▶ DO THIS
Starting with the line that contains "the wet sand." and going on through the line that contains "x=111 y=261", write out every one of those lines again in full, adding 6 to each x and y coordinate value.

▶ AVAILABLE RECORDS
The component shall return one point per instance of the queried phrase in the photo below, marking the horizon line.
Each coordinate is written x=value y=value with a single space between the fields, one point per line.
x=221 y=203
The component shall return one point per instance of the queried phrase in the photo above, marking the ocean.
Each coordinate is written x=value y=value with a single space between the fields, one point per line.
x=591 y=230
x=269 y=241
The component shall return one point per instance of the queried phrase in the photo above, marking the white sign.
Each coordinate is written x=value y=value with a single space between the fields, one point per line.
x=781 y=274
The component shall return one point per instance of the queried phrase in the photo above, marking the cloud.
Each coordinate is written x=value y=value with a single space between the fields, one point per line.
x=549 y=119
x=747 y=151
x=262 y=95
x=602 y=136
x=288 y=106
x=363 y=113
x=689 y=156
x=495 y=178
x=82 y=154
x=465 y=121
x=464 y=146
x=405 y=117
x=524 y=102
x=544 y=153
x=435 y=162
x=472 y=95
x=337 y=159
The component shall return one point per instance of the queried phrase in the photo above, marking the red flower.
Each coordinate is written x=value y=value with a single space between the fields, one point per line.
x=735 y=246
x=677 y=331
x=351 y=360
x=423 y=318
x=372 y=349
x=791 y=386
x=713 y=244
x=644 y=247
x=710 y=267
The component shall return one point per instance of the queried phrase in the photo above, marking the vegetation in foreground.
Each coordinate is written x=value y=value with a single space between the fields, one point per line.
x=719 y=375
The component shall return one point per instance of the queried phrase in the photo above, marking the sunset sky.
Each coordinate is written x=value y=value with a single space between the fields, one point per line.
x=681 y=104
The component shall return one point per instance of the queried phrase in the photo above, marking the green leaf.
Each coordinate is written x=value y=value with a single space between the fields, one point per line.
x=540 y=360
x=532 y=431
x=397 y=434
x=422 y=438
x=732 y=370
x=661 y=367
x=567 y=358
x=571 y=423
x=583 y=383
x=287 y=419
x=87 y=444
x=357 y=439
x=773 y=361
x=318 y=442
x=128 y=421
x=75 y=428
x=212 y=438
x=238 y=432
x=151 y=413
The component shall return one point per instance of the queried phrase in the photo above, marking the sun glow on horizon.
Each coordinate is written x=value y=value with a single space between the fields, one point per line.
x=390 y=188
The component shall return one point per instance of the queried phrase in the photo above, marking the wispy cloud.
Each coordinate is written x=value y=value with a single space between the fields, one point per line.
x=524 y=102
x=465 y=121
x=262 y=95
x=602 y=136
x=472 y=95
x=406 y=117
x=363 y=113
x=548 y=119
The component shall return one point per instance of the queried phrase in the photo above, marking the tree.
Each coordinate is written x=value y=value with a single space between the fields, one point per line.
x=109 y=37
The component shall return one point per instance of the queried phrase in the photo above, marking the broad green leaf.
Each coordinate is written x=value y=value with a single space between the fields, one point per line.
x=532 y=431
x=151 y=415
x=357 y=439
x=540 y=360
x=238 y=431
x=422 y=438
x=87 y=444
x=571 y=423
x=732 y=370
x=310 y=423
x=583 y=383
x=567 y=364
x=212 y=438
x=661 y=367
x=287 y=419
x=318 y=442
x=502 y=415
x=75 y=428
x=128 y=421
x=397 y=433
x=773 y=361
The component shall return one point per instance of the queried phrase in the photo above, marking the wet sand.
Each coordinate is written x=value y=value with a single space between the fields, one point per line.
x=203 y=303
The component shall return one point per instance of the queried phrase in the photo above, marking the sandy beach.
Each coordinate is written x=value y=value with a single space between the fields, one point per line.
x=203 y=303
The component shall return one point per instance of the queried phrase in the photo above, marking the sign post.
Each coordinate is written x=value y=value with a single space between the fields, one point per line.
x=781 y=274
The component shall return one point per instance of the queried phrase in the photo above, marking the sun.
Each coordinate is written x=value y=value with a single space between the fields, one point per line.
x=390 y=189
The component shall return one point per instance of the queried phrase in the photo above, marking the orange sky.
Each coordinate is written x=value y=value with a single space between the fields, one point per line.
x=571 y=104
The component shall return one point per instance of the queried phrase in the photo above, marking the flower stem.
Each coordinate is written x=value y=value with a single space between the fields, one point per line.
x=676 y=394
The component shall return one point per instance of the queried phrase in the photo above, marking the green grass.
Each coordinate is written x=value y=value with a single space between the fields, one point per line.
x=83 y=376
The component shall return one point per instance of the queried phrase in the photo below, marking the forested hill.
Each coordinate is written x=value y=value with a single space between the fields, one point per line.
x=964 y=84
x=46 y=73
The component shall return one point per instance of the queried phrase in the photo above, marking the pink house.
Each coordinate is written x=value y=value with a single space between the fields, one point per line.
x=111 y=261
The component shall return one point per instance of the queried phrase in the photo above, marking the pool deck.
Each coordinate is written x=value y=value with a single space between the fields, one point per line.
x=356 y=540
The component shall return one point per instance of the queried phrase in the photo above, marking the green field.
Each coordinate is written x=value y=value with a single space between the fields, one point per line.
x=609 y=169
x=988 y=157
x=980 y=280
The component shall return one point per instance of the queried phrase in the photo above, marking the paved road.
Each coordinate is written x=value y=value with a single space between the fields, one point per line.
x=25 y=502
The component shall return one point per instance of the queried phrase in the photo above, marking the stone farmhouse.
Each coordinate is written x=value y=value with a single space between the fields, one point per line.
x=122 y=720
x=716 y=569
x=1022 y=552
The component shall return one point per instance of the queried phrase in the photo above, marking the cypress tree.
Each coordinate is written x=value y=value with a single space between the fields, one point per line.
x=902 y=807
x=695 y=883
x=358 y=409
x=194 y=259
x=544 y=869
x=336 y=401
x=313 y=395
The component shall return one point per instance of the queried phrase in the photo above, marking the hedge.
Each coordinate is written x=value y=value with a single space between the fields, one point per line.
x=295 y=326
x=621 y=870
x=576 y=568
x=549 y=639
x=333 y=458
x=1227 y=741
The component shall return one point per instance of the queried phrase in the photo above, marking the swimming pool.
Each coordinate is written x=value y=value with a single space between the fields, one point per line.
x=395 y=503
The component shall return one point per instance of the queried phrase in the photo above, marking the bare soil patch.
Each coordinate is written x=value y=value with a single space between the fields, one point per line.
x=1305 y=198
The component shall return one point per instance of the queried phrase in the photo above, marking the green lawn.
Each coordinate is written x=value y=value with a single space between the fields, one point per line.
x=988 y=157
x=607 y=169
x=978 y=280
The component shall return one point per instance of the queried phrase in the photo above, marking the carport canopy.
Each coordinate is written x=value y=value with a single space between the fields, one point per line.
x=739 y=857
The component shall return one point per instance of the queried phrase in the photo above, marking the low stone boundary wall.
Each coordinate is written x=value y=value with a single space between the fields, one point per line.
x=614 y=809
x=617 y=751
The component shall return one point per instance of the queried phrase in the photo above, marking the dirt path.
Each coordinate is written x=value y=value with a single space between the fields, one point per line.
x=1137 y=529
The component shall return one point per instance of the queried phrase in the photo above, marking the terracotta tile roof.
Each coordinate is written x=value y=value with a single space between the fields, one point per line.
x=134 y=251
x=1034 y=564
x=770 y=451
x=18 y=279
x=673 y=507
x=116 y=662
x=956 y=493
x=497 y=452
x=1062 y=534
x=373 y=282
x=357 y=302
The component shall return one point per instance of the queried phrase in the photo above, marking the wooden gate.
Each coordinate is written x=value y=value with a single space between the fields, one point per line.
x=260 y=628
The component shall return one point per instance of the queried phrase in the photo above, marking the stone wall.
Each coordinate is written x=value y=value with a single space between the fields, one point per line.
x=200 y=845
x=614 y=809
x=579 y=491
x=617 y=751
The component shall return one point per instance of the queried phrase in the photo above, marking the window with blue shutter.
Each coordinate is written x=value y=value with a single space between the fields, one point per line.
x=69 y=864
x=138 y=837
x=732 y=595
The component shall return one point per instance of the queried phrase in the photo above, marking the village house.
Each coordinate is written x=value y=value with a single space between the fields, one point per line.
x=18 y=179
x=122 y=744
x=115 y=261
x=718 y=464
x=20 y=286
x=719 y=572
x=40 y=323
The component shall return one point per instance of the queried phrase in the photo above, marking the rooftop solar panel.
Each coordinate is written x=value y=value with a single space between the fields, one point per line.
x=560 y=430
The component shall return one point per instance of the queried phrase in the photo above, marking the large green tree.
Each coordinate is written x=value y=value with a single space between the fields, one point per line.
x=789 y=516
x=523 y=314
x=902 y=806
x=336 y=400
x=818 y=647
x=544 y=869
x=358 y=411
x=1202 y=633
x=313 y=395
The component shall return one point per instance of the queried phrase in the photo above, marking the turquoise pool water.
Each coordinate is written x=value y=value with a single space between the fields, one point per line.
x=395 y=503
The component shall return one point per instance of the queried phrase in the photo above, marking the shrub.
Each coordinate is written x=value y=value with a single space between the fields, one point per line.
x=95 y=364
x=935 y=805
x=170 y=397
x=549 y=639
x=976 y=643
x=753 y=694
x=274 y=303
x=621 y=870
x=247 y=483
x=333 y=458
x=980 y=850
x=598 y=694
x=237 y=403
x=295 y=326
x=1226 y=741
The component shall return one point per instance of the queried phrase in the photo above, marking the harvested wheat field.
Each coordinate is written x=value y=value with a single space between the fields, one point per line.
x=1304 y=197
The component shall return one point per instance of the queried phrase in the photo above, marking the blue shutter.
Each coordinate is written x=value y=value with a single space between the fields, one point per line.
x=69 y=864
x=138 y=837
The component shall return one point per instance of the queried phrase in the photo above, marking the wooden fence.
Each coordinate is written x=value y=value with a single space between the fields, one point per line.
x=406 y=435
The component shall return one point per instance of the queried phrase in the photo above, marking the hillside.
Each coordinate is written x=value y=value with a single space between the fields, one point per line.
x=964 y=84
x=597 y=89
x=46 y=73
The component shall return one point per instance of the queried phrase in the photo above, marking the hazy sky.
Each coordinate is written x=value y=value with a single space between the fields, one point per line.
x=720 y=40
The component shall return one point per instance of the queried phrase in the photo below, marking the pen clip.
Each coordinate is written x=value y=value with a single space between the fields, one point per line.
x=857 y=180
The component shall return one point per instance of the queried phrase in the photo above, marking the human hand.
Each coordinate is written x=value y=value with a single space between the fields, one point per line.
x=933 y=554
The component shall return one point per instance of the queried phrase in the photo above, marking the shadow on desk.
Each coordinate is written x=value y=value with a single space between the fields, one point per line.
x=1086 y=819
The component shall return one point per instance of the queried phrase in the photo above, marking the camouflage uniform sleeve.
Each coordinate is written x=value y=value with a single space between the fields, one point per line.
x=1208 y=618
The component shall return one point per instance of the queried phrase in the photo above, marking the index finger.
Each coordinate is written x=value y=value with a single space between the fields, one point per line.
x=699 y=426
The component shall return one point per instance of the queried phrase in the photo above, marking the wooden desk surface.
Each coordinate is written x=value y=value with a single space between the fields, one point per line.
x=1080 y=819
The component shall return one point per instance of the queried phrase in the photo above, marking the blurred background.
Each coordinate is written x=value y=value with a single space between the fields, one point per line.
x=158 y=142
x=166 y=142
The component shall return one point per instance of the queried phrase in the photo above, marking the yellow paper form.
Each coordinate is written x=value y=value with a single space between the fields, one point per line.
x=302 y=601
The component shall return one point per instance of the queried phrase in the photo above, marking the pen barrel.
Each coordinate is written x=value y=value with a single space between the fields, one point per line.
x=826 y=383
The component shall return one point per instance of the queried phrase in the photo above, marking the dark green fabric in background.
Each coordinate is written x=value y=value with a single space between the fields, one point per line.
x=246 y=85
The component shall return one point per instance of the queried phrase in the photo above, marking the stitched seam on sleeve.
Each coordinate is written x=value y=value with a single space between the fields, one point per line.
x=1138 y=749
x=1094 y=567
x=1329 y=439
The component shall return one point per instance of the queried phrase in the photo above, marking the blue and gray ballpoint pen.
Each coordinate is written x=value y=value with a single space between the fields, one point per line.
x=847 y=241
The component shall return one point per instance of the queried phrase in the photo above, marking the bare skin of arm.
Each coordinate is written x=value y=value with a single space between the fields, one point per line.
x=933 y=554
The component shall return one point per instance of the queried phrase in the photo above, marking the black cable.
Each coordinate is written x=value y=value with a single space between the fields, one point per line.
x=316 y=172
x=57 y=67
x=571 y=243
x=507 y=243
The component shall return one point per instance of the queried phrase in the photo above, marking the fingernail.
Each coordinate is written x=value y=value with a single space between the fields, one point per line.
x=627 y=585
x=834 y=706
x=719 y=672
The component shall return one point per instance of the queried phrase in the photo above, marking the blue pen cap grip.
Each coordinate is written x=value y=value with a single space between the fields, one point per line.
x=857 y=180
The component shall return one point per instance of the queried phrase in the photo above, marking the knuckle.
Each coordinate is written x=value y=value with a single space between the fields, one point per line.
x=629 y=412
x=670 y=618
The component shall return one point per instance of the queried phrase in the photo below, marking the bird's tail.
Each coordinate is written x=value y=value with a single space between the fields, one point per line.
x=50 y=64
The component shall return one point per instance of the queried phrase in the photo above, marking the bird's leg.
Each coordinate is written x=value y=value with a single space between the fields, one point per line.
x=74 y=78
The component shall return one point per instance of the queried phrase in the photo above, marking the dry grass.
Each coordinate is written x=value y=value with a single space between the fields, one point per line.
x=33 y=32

▶ EXERCISE RESPONSE
The component shall return one point per instance of the queried phrase in the photo above, marking the wet sand.
Each coordinate is written x=value y=value with a single space between the fields, one point per line.
x=209 y=309
The component shall return one point per instance of the queried phrase in the photo above, marking the sandy beach.
Each coordinate is written x=value y=value with a single space between the fields, one point per line.
x=209 y=309
The component shall return one point per instance of the queried phrase in the photo above, marking the sign post.
Each coordinate is written x=value y=value with a single space between the fields, one point per line.
x=787 y=280
The component shall return one point per instance of the queried phrase in the photo above, marking the sun.
Each coordinate is written x=value y=value with a single space between the fields, one point per line.
x=396 y=195
The component shall return one point per instance of the queried phrase in the photo above, marking the orange sky.
Each coordinate is written x=value y=value with a single space between the fields, one point per line.
x=577 y=110
The component shall return one point per instance of the queried phrase in the photo above, marking the flower stem.
Each coordinate is written x=value y=value with a single space between the fields, one point per line.
x=682 y=400
The component shall return one point per instance of the queried phrase in the photo above, marking the green grass.
Each coordinate is written x=value y=value with a single space between the fields, one point per line.
x=89 y=382
The component shall return one point per instance of the queried phrase in the photo below, marking the forested hill.
Each coordinate is written x=value y=value with a single space between the fields, one point per line.
x=970 y=90
x=52 y=79
The component shall return one point per instance of the queried phrase in the photo above, marking the pink house.
Each coordinate is written x=value y=value with a single space between the fields, one point per line.
x=117 y=267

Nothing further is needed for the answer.